**Consigne 1**
D'après le document source, quel incident s'est produit juste avant la rédaction du billet ?
**Consigne 2**
Recopiez mot pour mot tout le passage du document source, depuis « Je me demande » jusqu'à « ne pas écrire. ».

**Document source**
J’écris ceci, tandis que, suite à une petite panne d’électricité, je retrouve rapidement mon ordinateur allumé. Pendant cette petite panne, je me suis demandé comment j’allais écrire ce billet. Je me suis dit que c’était impossible de l’écrire sur papier, dans le noir, pour moi tout seul, tandis qu’en vérité il était voué à la difusion immédiate auprès de mon réseau, tandis qu’il se voulait un dialogue plutôt qu’une réflexion personnelle. Qu’aurais-je pu faire de cette réflexion esseulée, exprimée une semaine ou un an après sa conception?

Je me demande si cet empressement que je ressens m’empêche d’écrire quelque chose de plus long, de plus profond. À quel point le besoin de contact immédiat avec un lectorat influence-t-il la formation de ma pensée? Pas juste dans son fond, mais surtout dans sa forme? Suis-je devenu habitué à exprimer des idées assez brièvement, en quelques paragraphes, à la courte durée de vie, avant d’être oubliées et rangées dans les archives du passé d’une bête insatiable de présent?

La lenteur, donc, qu’on nous suggère. L’austérité et la modération. Mais pour différents maîtres. Nos élites ou notre destin.

Et moi qui ne peux pas ne pas écrire.

**Données fournies**

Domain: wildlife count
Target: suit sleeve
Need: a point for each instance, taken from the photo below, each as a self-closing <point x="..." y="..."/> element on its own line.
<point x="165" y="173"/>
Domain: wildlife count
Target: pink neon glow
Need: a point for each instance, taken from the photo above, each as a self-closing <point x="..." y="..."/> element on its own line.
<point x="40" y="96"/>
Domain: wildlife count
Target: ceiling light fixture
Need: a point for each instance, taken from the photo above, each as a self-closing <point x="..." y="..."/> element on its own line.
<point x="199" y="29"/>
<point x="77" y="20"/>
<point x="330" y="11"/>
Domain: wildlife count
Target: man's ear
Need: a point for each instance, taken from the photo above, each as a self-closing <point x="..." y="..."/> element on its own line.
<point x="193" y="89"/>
* * *
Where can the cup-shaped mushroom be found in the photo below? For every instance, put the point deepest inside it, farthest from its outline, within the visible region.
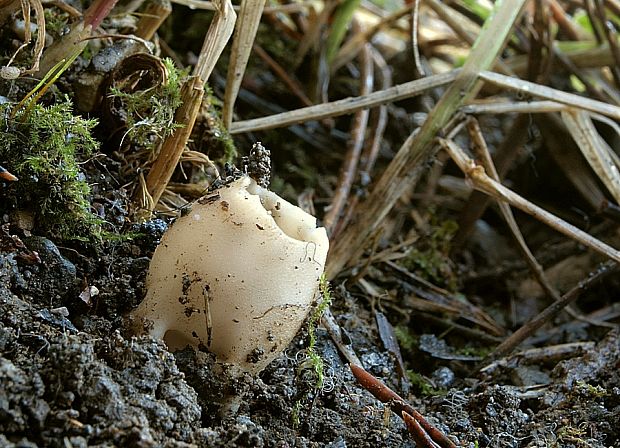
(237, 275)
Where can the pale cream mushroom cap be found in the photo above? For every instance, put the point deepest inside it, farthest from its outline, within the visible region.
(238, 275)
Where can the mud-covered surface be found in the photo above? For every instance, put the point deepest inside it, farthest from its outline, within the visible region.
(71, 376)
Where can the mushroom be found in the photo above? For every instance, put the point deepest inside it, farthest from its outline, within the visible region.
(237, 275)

**Réponse attendue 1**
Une petite panne d'électricité.

**Réponse attendue 2**
Je me demande si cet empressement que je ressens m’empêche d’écrire quelque chose de plus long, de plus profond. À quel point le besoin de contact immédiat avec un lectorat influence-t-il la formation de ma pensée? Pas juste dans son fond, mais surtout dans sa forme? Suis-je devenu habitué à exprimer des idées assez brièvement, en quelques paragraphes, à la courte durée de vie, avant d’être oubliées et rangées dans les archives du passé d’une bête insatiable de présent?

La lenteur, donc, qu’on nous suggère. L’austérité et la modération. Mais pour différents maîtres. Nos élites ou notre destin.

Et moi qui ne peux pas ne pas écrire.